Reescreva o texto sobre o setor de eventos com tudo o que vai de "DINHEIRO — Qual" até "trouxe algum ganho?", trocando "setor" por "segmento".

| TRECHO DE ORIGEM |
>>
Líder da Associação Brasileira dos Promotores de Eventos critica excesso de regulações no setor ­— mas celebra números deste ano, já acima dos registrados em 2019, antes da pandemia

Crédito: Caio Graça

Doreni Caramori Júnior, da Associação Brasileira dos Promotores de Eventos: "Tudo o que conquistamos foi no Parlamento" (Crédito: Caio Graça)

Por Angelo Verotti

A pandemia causou estragos em diversos setores da economia mundial. No Brasil, um dos mais afetados foi o de eventos. O segmento viu a receita cair mais de 90% em 2020 e 2021 diante da suspensão das atividades. Calcula-se que as perdas chegaram a R$ 230 bilhões ­— e ao menos 900 mil eventos deixaram de ser realizados. Um período de insegurança, incerteza e, principalmente, inadimplência. Segundo a Associação Brasileira dos Promotores de Eventos (Abrape), cerca de 30% das 72 mil empresas foram à falência, com o corte de 560 mil empregos formais — um montante que nas contas dele ultrapassa a casa de 6 milhões quando se leva em conta também os trabalhadores informais do hub setorial, como operadores turísticos, segurança privada e outras 50 atividades econômicas. Dois anos depois, porém, o cenário é promissor. A entidade comandada por Doreni Caramori Júnior celebra a recuperação dos números, que já se apresentam superiores aos de 2019, com alta no volume de empregos, de empresas e de negócios. A previsão de receita para este ano é de R$ 314,2 bilhões, com 3,5 milhões de empregos.

DINHEIRO — Qual sua análise dos últimos quatro anos no setor de eventos no Brasil?
DORENI CARAMORI JÚNIOR — Nosso setor tem características estruturais e outras conjunturais. A pandemia, naturalmente, foi uma conjuntura extremamente desfavorável. Por não termos conseguido abrir as portas em boa parte do período, o setor ficou estraçalhado. Cerca de um terço das empresas [22 mil das 72 mil] quebrou. Esses dados, infelizmente, não aparecem nas estatísticas oficiais, porque ninguém fecha empresa no Brasil. Mas um terço ficou em estado falimentar. Outro terço teve muita dificuldade, se endividou. Por outro lado, de março de 2022, quando a gente considera o final das medidas restritivas, até o último relatório, em julho deste ano, 2 mil empresas do setor foram criadas.

A Covid-19 trouxe algum ganho?
O principal deles foi o associativo. Quando eu assumi o cargo em 2020 a associação tinha menos de 100 filiados. Hoje são 850 pelo País. O que a nossa entidade fez foi decorrente da união gerada pela pandemia. A Abrape percebeu que se o próprio setor não trabalhasse por si, ninguém o faria. Assim, passamos a atuar no compartilhamento de dados e na construção de políticas de mitigação dos impactos. Especialmente nas decisões governamentais.
<<
Itens armazenados do conjunto de dados
>>
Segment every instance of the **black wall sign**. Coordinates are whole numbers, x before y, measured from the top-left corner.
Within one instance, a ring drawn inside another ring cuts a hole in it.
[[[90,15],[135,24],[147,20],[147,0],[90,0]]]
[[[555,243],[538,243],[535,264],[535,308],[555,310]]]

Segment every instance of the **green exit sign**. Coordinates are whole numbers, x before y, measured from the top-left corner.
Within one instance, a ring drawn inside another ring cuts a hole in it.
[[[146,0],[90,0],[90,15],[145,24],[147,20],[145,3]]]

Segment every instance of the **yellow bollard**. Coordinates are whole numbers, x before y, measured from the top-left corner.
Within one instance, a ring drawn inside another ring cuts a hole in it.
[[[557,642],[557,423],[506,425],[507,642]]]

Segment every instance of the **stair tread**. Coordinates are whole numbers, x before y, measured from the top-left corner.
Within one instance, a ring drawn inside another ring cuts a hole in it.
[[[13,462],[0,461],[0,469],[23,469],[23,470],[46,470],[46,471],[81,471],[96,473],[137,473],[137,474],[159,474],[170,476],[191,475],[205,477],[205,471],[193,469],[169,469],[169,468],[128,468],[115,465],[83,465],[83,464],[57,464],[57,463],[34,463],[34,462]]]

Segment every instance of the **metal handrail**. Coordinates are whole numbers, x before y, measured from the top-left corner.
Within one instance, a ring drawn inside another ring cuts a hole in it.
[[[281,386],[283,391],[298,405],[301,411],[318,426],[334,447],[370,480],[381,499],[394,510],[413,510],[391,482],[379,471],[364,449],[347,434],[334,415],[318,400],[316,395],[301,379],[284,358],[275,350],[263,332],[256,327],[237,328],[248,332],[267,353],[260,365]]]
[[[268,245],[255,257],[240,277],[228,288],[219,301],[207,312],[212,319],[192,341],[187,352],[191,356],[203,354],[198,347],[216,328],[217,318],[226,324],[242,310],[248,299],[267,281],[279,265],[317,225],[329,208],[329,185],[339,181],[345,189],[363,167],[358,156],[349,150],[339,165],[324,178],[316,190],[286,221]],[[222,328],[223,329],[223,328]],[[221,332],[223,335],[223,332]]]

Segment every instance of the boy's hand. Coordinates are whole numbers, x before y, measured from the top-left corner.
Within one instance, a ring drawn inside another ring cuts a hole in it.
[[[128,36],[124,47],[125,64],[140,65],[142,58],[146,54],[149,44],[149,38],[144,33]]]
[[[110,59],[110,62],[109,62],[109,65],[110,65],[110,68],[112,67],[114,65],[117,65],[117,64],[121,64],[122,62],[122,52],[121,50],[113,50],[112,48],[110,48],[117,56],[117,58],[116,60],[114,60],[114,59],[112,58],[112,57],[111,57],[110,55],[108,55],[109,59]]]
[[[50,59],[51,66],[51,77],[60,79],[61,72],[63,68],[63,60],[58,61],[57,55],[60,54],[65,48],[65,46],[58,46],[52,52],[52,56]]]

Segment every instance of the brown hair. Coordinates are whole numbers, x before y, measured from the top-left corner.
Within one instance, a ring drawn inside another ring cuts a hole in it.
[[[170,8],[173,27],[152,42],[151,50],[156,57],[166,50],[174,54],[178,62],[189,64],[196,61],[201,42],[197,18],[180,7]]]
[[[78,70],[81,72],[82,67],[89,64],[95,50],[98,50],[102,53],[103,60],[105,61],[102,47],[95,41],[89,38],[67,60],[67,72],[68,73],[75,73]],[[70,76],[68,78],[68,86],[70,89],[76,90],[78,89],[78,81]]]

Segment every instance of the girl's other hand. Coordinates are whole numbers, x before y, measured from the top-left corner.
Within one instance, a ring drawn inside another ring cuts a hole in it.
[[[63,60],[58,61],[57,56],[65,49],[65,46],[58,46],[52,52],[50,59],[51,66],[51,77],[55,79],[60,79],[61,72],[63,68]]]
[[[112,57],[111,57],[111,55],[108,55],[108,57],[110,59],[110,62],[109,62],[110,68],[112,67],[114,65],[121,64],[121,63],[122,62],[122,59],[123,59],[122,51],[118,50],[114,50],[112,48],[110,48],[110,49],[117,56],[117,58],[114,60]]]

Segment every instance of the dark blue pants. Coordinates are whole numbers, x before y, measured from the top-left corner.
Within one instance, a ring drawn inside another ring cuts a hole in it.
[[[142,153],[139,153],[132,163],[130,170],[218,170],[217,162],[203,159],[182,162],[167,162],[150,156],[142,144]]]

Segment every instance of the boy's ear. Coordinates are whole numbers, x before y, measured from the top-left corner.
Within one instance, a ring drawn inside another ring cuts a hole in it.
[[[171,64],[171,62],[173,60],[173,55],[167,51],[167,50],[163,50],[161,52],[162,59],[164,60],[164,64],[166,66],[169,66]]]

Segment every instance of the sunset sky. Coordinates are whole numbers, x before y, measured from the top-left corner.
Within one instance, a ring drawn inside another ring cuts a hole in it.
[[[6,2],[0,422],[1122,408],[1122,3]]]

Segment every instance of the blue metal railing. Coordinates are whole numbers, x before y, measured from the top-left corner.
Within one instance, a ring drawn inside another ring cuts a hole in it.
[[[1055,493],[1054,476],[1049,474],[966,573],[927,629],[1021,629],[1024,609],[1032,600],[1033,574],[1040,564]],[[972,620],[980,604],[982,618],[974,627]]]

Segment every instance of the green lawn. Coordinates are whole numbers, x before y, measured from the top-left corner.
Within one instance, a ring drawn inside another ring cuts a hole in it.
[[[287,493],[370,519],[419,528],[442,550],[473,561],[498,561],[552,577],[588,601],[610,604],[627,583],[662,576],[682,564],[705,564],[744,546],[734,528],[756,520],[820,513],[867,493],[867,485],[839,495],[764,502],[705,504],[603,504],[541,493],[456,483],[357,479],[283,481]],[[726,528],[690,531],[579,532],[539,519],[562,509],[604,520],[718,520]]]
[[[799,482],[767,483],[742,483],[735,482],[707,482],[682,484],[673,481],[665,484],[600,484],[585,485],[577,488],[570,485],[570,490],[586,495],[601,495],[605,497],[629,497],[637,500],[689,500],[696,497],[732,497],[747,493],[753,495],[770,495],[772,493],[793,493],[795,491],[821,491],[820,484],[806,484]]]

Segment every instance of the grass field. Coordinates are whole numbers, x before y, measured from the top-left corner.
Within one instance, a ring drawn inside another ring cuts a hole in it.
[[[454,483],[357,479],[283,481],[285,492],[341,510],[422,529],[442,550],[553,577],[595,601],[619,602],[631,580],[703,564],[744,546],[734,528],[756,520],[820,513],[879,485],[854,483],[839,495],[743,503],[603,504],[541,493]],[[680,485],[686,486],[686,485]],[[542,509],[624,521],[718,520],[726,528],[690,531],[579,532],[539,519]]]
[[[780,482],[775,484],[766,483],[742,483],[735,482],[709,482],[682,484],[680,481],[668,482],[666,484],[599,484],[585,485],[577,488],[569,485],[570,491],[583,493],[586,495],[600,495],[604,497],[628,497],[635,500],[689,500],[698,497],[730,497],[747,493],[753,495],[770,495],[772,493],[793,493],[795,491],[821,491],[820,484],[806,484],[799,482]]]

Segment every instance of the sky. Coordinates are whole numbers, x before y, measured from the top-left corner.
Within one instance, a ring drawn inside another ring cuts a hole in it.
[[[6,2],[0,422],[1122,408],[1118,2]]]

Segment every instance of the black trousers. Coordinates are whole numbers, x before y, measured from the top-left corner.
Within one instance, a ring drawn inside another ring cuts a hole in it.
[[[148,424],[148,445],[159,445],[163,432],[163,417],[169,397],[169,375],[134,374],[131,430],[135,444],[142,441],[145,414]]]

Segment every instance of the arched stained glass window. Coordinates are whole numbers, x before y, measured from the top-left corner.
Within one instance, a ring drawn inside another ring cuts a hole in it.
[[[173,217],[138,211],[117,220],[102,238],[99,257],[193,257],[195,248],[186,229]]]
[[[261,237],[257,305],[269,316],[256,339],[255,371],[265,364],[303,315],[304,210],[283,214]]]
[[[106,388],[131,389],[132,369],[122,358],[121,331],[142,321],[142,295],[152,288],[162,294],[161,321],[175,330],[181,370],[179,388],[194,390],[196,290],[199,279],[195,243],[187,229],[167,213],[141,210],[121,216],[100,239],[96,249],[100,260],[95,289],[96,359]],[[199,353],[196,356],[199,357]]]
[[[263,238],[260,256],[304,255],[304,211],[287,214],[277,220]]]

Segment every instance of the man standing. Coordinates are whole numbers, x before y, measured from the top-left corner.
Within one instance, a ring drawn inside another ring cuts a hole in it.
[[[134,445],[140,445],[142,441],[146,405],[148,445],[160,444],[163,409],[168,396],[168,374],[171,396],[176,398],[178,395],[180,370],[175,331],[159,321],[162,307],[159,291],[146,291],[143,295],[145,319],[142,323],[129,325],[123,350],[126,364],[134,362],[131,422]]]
<<
| RESULTADO DA TAREFA |
DINHEIRO — Qual sua análise dos últimos quatro anos no segmento de eventos no Brasil?
DORENI CARAMORI JÚNIOR — Nosso segmento tem características estruturais e outras conjunturais. A pandemia, naturalmente, foi uma conjuntura extremamente desfavorável. Por não termos conseguido abrir as portas em boa parte do período, o segmento ficou estraçalhado. Cerca de um terço das empresas [22 mil das 72 mil] quebrou. Esses dados, infelizmente, não aparecem nas estatísticas oficiais, porque ninguém fecha empresa no Brasil. Mas um terço ficou em estado falimentar. Outro terço teve muita dificuldade, se endividou. Por outro lado, de março de 2022, quando a gente considera o final das medidas restritivas, até o último relatório, em julho deste ano, 2 mil empresas do segmento foram criadas.

A Covid-19 trouxe algum ganho?